»»

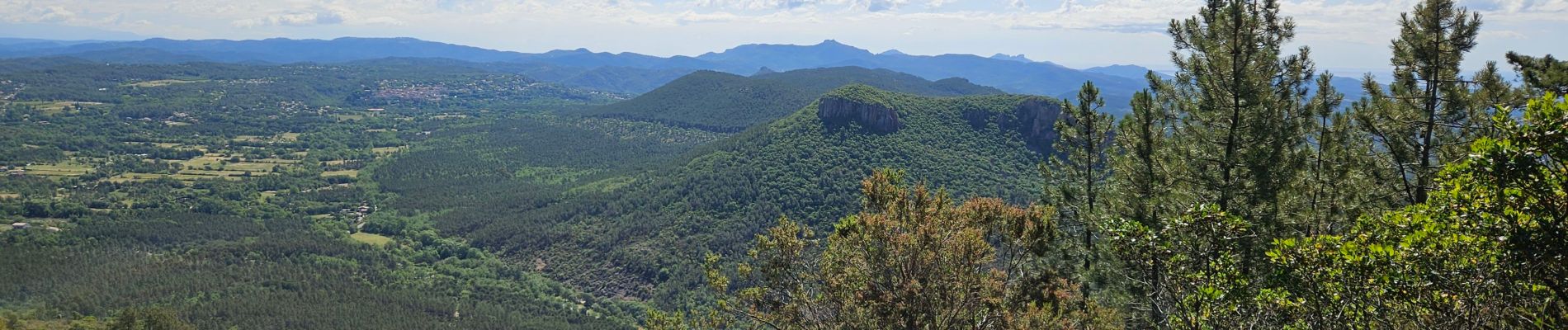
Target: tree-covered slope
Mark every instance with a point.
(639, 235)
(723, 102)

««
»»

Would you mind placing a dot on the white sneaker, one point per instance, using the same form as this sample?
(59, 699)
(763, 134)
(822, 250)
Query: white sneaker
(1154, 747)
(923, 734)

««
»»

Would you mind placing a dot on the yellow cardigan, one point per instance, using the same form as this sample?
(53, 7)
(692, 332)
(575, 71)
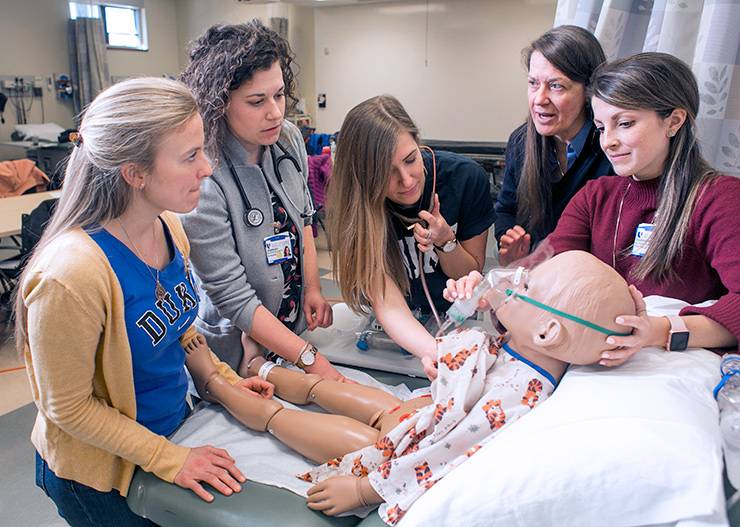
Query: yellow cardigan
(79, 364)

««

WHAT NEEDS TO BE DONE: Pick out every line in the entries above that contains the string "sample", and copy each one. Case counts.

RESPONSE TO THE TASK:
Would you mind placing a dot on the white sneaker, one point per instance, using the same form as this sample?
Would you mind placing a dot on the yellow cardigan, one point per instance, using the same form as this sample?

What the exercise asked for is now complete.